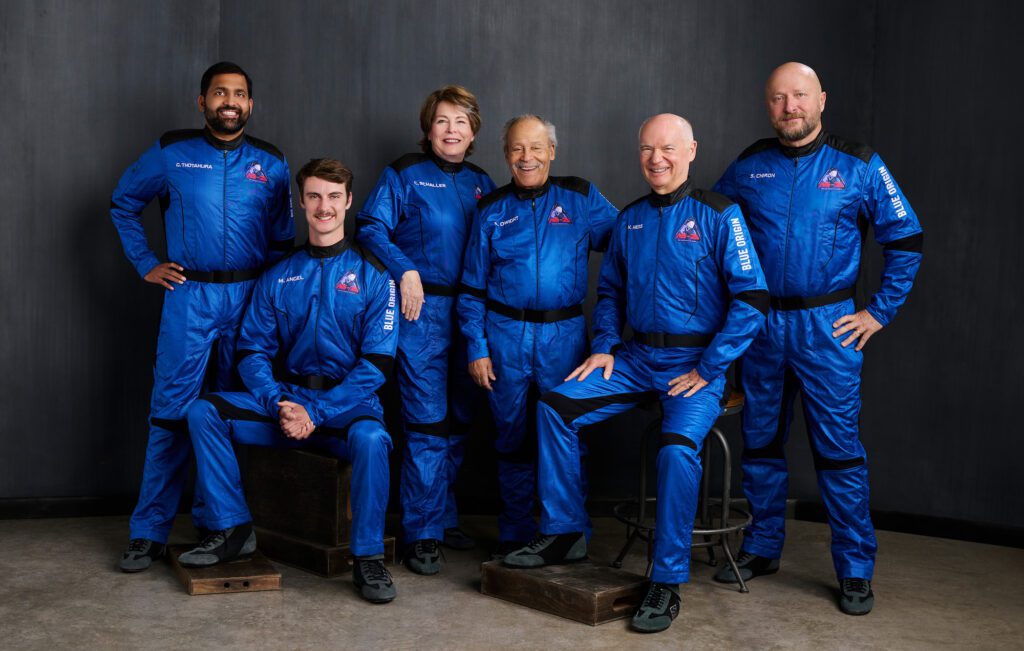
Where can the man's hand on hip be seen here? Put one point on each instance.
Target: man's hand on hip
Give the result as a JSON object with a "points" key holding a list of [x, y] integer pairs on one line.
{"points": [[860, 326]]}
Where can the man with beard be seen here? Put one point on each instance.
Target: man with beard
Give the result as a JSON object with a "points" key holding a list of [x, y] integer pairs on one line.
{"points": [[680, 273], [523, 283], [316, 342], [808, 197], [227, 212]]}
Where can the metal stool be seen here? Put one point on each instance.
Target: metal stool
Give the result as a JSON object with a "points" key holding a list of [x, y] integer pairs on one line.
{"points": [[713, 524]]}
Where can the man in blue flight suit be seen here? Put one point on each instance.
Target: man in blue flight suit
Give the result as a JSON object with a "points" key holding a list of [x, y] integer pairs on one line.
{"points": [[681, 272], [809, 197], [317, 340], [227, 212], [520, 304], [417, 221]]}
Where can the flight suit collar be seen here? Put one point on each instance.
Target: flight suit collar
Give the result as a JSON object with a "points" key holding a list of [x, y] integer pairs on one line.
{"points": [[445, 166], [807, 149], [223, 145], [327, 252], [526, 193], [664, 201]]}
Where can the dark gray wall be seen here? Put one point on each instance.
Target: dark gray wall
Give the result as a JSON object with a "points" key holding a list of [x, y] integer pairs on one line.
{"points": [[88, 86]]}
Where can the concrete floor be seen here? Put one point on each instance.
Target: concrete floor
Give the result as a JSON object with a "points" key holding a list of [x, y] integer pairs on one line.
{"points": [[59, 590]]}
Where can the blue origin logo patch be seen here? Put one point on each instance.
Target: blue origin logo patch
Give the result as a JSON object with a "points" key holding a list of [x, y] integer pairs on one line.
{"points": [[254, 172], [558, 215], [832, 180], [688, 231], [348, 284]]}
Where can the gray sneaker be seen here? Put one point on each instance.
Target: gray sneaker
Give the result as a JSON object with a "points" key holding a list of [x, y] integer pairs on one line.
{"points": [[374, 580], [219, 547], [658, 608], [549, 550], [855, 596], [140, 555]]}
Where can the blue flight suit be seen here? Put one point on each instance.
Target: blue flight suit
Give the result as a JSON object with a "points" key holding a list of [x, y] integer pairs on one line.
{"points": [[418, 218], [681, 272], [808, 210], [522, 289], [321, 331], [227, 212]]}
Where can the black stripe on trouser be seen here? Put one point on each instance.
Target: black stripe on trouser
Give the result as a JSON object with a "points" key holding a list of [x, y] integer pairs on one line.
{"points": [[439, 429], [776, 446], [230, 411], [571, 408], [670, 438], [178, 426], [527, 450]]}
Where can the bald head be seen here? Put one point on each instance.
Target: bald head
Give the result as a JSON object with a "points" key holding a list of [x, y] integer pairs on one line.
{"points": [[667, 148], [795, 101]]}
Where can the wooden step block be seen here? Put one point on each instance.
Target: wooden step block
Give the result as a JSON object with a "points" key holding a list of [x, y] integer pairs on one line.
{"points": [[303, 493], [585, 592], [238, 576], [326, 560]]}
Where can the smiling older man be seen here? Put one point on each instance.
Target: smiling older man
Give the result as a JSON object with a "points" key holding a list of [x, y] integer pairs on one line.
{"points": [[680, 272], [520, 309]]}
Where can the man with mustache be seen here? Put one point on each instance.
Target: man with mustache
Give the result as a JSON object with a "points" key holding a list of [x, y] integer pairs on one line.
{"points": [[523, 283], [317, 340], [680, 272], [809, 197], [227, 212]]}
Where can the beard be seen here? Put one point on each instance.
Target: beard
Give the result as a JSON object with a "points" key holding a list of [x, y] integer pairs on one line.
{"points": [[222, 125], [797, 133]]}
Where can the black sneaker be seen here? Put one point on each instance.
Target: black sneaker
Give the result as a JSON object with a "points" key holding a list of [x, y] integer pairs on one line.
{"points": [[219, 547], [456, 538], [750, 565], [140, 555], [374, 580], [505, 548], [658, 608], [424, 557], [855, 596], [549, 550]]}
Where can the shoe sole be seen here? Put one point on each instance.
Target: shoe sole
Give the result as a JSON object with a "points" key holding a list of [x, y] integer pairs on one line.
{"points": [[241, 558]]}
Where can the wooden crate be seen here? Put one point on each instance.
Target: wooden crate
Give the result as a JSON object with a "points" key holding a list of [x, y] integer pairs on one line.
{"points": [[585, 592], [238, 576], [299, 493], [326, 560]]}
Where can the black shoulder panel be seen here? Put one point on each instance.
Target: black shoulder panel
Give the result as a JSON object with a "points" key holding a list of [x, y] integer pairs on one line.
{"points": [[370, 257], [177, 136], [409, 161], [856, 149], [494, 196], [634, 203], [573, 183], [757, 147], [266, 146], [718, 202]]}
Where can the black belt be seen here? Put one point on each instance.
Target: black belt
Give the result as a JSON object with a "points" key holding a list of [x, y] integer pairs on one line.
{"points": [[804, 303], [221, 276], [667, 340], [535, 316], [320, 383], [438, 290]]}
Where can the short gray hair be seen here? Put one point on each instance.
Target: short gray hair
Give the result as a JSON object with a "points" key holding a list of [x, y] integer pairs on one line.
{"points": [[552, 136]]}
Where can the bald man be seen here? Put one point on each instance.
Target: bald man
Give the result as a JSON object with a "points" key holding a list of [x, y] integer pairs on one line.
{"points": [[680, 272], [809, 197]]}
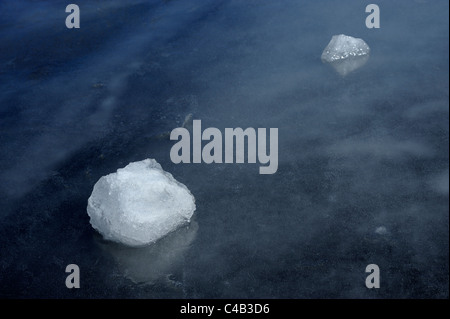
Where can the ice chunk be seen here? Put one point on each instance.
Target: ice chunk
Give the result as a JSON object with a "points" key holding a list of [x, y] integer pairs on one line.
{"points": [[346, 54], [139, 204]]}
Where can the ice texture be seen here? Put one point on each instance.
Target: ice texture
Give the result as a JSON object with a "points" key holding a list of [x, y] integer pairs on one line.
{"points": [[139, 204], [345, 53]]}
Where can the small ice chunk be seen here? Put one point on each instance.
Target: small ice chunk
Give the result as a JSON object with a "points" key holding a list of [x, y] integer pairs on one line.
{"points": [[345, 53], [139, 204], [381, 230]]}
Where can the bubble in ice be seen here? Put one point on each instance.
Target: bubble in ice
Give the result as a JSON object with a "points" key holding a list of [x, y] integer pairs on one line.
{"points": [[139, 204], [345, 53]]}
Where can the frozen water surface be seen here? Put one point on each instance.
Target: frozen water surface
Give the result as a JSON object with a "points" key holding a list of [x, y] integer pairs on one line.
{"points": [[356, 153], [139, 204]]}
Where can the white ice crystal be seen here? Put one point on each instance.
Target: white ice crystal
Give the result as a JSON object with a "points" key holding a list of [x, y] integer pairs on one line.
{"points": [[345, 54], [139, 204]]}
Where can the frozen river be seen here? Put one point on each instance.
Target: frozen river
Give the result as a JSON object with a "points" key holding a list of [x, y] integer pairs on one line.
{"points": [[363, 163]]}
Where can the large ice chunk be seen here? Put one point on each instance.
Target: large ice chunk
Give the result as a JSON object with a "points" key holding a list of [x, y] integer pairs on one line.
{"points": [[139, 204], [346, 54]]}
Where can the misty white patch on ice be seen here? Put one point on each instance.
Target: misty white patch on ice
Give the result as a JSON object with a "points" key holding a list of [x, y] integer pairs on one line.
{"points": [[345, 53], [139, 204], [379, 147]]}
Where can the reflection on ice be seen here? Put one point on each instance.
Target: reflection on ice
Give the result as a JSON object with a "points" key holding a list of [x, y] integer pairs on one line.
{"points": [[156, 262]]}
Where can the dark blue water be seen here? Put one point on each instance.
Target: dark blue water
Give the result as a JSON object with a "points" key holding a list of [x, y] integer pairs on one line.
{"points": [[357, 153]]}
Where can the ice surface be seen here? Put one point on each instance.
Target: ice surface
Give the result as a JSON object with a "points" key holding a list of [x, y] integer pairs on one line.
{"points": [[139, 204], [381, 230], [345, 53]]}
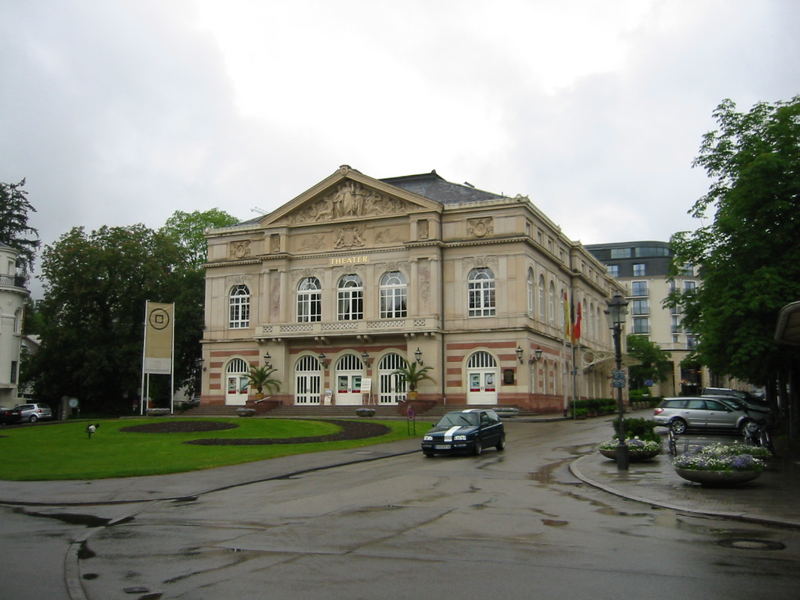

● ● ● ● ●

What is asked:
Return each line above that contains the word "small".

The answer:
Where can the small ice chunk be seen here? Put one point on each instance.
Target: small ice chunk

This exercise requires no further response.